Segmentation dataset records
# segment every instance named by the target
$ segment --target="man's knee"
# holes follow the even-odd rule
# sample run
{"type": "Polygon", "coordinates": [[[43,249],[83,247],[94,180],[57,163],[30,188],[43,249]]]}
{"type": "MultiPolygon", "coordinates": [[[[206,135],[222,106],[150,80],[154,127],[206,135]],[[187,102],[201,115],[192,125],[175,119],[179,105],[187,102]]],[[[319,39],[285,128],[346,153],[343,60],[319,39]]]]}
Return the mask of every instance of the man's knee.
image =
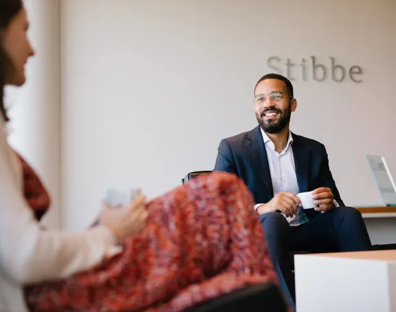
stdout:
{"type": "Polygon", "coordinates": [[[340,218],[346,220],[358,220],[362,219],[362,214],[359,210],[353,207],[338,207],[334,208],[334,212],[337,214],[340,218]]]}
{"type": "Polygon", "coordinates": [[[279,212],[267,212],[261,214],[259,218],[267,237],[282,235],[289,231],[289,223],[279,212]]]}

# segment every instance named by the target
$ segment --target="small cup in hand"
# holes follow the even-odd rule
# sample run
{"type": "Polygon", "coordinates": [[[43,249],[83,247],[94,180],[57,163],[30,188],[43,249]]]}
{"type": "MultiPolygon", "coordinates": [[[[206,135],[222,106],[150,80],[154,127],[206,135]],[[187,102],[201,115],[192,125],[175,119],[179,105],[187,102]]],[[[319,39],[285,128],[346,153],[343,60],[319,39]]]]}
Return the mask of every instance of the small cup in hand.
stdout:
{"type": "Polygon", "coordinates": [[[301,201],[302,209],[312,209],[316,207],[312,198],[312,192],[305,192],[297,194],[297,197],[301,201]]]}

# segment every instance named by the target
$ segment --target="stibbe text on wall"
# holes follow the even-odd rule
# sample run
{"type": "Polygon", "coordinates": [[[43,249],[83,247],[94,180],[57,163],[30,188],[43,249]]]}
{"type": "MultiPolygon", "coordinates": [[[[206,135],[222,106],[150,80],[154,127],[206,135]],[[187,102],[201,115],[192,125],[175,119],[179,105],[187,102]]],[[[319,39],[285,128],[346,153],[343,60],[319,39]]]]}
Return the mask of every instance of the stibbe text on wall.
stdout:
{"type": "Polygon", "coordinates": [[[362,82],[363,71],[360,66],[346,67],[337,63],[333,57],[325,60],[319,60],[316,56],[301,58],[295,62],[291,58],[282,59],[279,56],[270,56],[267,59],[267,65],[277,74],[285,76],[291,80],[326,81],[331,79],[337,82],[347,79],[356,83],[362,82]]]}

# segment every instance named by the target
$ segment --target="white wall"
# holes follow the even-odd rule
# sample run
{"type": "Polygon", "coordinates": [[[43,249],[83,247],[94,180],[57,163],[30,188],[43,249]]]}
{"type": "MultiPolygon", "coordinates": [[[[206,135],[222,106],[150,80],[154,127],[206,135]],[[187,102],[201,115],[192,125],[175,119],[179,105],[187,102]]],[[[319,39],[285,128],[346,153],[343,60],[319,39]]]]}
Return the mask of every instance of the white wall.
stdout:
{"type": "Polygon", "coordinates": [[[63,225],[88,225],[109,186],[153,197],[212,169],[222,138],[256,126],[271,56],[362,68],[361,83],[294,82],[292,127],[326,145],[346,203],[381,203],[364,155],[396,172],[395,3],[62,1],[63,225]]]}

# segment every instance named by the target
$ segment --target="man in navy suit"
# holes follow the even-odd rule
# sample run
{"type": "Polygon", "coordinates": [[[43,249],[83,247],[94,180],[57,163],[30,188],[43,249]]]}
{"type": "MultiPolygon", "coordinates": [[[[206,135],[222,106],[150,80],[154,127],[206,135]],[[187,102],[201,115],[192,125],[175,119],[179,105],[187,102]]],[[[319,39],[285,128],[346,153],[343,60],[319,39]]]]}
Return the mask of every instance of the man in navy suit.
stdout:
{"type": "Polygon", "coordinates": [[[364,251],[371,243],[360,212],[341,199],[324,146],[290,131],[297,108],[290,81],[262,77],[254,104],[258,126],[221,140],[214,170],[237,175],[253,194],[280,285],[295,307],[291,251],[364,251]],[[302,210],[296,194],[308,191],[316,206],[302,210]]]}

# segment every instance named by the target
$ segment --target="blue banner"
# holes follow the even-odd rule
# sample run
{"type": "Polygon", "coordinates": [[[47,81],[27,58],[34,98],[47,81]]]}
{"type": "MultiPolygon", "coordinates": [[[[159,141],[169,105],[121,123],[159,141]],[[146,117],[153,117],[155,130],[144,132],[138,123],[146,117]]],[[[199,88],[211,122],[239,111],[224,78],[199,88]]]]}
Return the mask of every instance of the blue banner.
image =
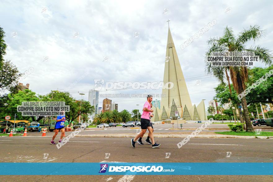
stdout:
{"type": "Polygon", "coordinates": [[[273,163],[0,163],[2,175],[272,175],[273,163]]]}

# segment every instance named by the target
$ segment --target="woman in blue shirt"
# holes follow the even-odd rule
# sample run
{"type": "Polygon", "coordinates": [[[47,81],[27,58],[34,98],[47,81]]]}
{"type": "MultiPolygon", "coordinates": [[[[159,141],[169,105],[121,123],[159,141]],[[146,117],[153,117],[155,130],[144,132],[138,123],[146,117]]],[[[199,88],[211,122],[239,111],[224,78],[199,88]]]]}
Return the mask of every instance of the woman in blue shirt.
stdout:
{"type": "Polygon", "coordinates": [[[65,135],[65,115],[64,111],[62,111],[61,114],[61,115],[59,115],[57,117],[56,124],[55,124],[55,134],[52,137],[52,140],[50,142],[50,143],[53,145],[55,144],[55,142],[54,142],[54,139],[60,130],[62,134],[61,134],[60,138],[59,141],[59,143],[63,143],[62,139],[65,135]]]}

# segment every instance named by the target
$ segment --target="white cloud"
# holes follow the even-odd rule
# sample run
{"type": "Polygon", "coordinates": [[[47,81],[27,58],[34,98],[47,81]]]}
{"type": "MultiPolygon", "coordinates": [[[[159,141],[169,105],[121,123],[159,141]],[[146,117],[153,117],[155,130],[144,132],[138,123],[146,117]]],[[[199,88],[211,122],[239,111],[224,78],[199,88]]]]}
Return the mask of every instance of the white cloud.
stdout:
{"type": "MultiPolygon", "coordinates": [[[[78,91],[85,92],[87,100],[94,79],[162,80],[168,19],[186,78],[204,73],[206,41],[221,35],[226,25],[233,28],[236,34],[255,24],[267,29],[266,38],[254,43],[272,50],[272,8],[270,1],[7,1],[0,7],[0,26],[7,36],[5,58],[11,60],[21,72],[31,67],[34,68],[24,84],[29,83],[30,89],[37,93],[46,94],[51,90],[65,89],[89,71],[69,91],[78,99],[78,91]],[[227,7],[231,8],[229,13],[225,12],[227,7]],[[44,7],[47,11],[41,13],[44,7]],[[166,14],[162,13],[164,8],[169,9],[166,14]],[[180,49],[180,45],[214,19],[216,25],[183,50],[180,49]],[[11,37],[13,31],[18,33],[16,38],[11,37]],[[133,37],[135,32],[140,32],[138,38],[133,37]],[[79,38],[73,37],[74,32],[79,33],[79,38]],[[102,62],[104,56],[109,56],[107,62],[102,62]],[[43,62],[44,56],[48,56],[48,61],[43,62]]],[[[193,103],[206,99],[207,106],[217,81],[213,78],[201,79],[201,85],[189,87],[189,92],[193,103]],[[191,94],[198,92],[203,93],[191,94]]],[[[190,86],[195,82],[186,83],[190,86]]],[[[103,99],[100,98],[99,106],[103,99]]],[[[141,108],[144,101],[113,100],[119,104],[119,110],[130,111],[136,104],[141,108]]]]}

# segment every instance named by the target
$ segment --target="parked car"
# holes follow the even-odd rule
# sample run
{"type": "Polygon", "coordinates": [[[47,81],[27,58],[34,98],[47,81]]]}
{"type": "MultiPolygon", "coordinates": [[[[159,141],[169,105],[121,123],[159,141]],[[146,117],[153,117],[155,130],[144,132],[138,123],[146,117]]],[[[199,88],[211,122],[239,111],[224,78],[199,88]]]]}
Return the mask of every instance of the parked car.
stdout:
{"type": "Polygon", "coordinates": [[[97,128],[102,128],[102,127],[109,127],[109,125],[106,124],[106,123],[102,123],[101,124],[100,124],[99,125],[97,126],[97,128]]]}
{"type": "Polygon", "coordinates": [[[137,126],[138,127],[140,126],[141,125],[141,123],[140,122],[140,121],[137,121],[136,122],[136,126],[137,126]]]}
{"type": "Polygon", "coordinates": [[[256,125],[258,125],[259,127],[260,127],[261,125],[268,126],[265,120],[262,119],[253,120],[252,122],[252,124],[254,126],[256,125]]]}
{"type": "Polygon", "coordinates": [[[134,127],[135,123],[134,123],[134,122],[135,122],[134,121],[128,121],[126,123],[122,124],[122,127],[123,128],[130,126],[131,126],[131,127],[134,127]]]}
{"type": "Polygon", "coordinates": [[[73,129],[75,130],[80,127],[85,129],[87,127],[87,126],[85,123],[79,123],[73,127],[73,129]]]}
{"type": "Polygon", "coordinates": [[[117,127],[117,124],[113,122],[109,123],[109,127],[117,127]]]}

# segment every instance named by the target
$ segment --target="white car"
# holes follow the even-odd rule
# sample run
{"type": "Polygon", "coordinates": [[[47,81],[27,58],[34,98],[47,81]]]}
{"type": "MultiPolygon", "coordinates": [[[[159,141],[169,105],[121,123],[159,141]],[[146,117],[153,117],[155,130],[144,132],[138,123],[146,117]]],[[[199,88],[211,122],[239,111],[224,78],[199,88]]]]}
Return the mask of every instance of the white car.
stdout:
{"type": "Polygon", "coordinates": [[[104,128],[105,127],[109,127],[109,125],[108,124],[106,124],[106,123],[102,123],[101,124],[100,124],[99,125],[97,126],[97,128],[104,128]]]}

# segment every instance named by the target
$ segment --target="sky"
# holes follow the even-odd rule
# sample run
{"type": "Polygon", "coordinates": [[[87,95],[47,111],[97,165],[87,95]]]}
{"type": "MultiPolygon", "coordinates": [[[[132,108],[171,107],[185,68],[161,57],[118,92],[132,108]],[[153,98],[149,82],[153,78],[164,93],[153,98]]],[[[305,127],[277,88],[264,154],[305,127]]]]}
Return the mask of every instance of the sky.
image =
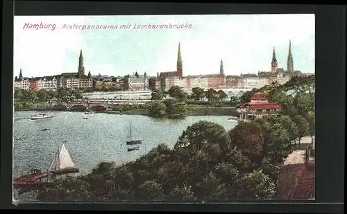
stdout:
{"type": "Polygon", "coordinates": [[[77,72],[81,49],[86,74],[156,75],[176,71],[180,43],[183,75],[271,71],[273,48],[287,69],[289,39],[294,69],[314,73],[314,15],[15,16],[14,75],[77,72]],[[54,30],[24,28],[56,24],[54,30]],[[66,29],[64,25],[117,25],[117,29],[66,29]],[[130,24],[120,29],[121,24],[130,24]],[[135,25],[192,24],[192,28],[134,29],[135,25]]]}

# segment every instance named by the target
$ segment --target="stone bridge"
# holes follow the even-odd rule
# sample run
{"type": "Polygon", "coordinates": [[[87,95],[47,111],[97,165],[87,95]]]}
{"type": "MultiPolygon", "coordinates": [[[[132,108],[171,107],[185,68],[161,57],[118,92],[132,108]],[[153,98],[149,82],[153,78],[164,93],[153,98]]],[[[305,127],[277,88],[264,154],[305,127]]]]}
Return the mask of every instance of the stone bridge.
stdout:
{"type": "Polygon", "coordinates": [[[151,102],[150,100],[76,100],[74,101],[50,101],[48,107],[56,109],[67,109],[70,111],[85,112],[90,110],[92,112],[105,112],[109,109],[113,108],[118,105],[146,105],[151,102]]]}

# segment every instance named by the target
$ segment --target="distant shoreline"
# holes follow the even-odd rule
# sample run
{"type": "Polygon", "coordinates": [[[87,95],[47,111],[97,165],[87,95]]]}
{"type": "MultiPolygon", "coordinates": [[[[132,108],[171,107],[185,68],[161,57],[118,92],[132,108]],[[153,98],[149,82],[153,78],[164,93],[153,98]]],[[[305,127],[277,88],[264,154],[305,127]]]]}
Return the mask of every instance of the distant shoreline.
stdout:
{"type": "MultiPolygon", "coordinates": [[[[82,112],[81,111],[69,111],[66,109],[56,109],[51,108],[28,108],[28,109],[15,109],[15,112],[36,112],[36,111],[42,111],[42,112],[82,112]]],[[[96,112],[96,114],[115,114],[115,112],[117,112],[117,114],[128,114],[128,115],[144,115],[151,116],[149,114],[149,109],[128,109],[126,111],[110,111],[110,112],[96,112]],[[119,112],[119,113],[118,113],[119,112]]],[[[235,107],[201,107],[198,108],[188,107],[187,107],[187,114],[185,116],[229,116],[230,117],[238,117],[238,113],[236,111],[235,107]]],[[[167,118],[170,117],[169,116],[159,116],[158,118],[167,118]]]]}

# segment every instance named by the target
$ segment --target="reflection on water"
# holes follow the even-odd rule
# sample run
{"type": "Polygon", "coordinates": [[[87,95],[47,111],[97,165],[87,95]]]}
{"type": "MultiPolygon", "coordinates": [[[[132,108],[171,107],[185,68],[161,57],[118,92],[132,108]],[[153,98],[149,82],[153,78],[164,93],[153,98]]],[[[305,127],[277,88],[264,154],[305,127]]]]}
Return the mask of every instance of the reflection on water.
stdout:
{"type": "MultiPolygon", "coordinates": [[[[69,112],[49,112],[53,116],[51,119],[35,121],[28,119],[39,113],[15,112],[14,174],[17,171],[19,175],[27,173],[31,168],[46,170],[64,142],[80,169],[76,174],[85,174],[101,161],[121,163],[133,161],[162,143],[173,147],[183,130],[201,120],[215,122],[226,130],[237,124],[236,121],[229,121],[227,116],[189,116],[174,120],[139,115],[94,114],[88,116],[89,120],[83,120],[83,113],[69,112]],[[132,139],[142,139],[142,144],[139,150],[128,152],[126,142],[130,139],[130,124],[132,139]],[[44,129],[50,130],[42,132],[44,129]]],[[[32,197],[29,198],[33,200],[32,197]]]]}

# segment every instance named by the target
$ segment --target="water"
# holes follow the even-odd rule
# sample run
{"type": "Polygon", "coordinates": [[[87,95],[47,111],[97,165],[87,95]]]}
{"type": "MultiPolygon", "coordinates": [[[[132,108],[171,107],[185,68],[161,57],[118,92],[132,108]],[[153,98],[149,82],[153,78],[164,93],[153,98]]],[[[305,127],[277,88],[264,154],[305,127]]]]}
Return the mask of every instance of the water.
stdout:
{"type": "MultiPolygon", "coordinates": [[[[153,118],[139,115],[95,114],[85,120],[81,112],[52,112],[51,119],[30,121],[40,112],[15,112],[14,114],[13,175],[27,173],[31,168],[46,170],[63,142],[80,169],[89,173],[101,161],[121,163],[133,161],[164,143],[173,147],[182,132],[201,120],[220,124],[228,130],[237,122],[229,116],[188,116],[185,119],[153,118]],[[139,150],[128,152],[130,139],[142,139],[139,150]],[[50,130],[42,131],[44,128],[50,130]]],[[[77,173],[76,173],[77,174],[77,173]]],[[[74,174],[74,175],[76,175],[74,174]]],[[[32,193],[25,193],[16,200],[33,201],[32,193]]]]}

» **Set exercise**
Please gather and copy each line of the records that contains the word "suit". Case counts.

» **Full solution**
$ segment --target="man in navy suit"
Return the mask of every instance of the man in navy suit.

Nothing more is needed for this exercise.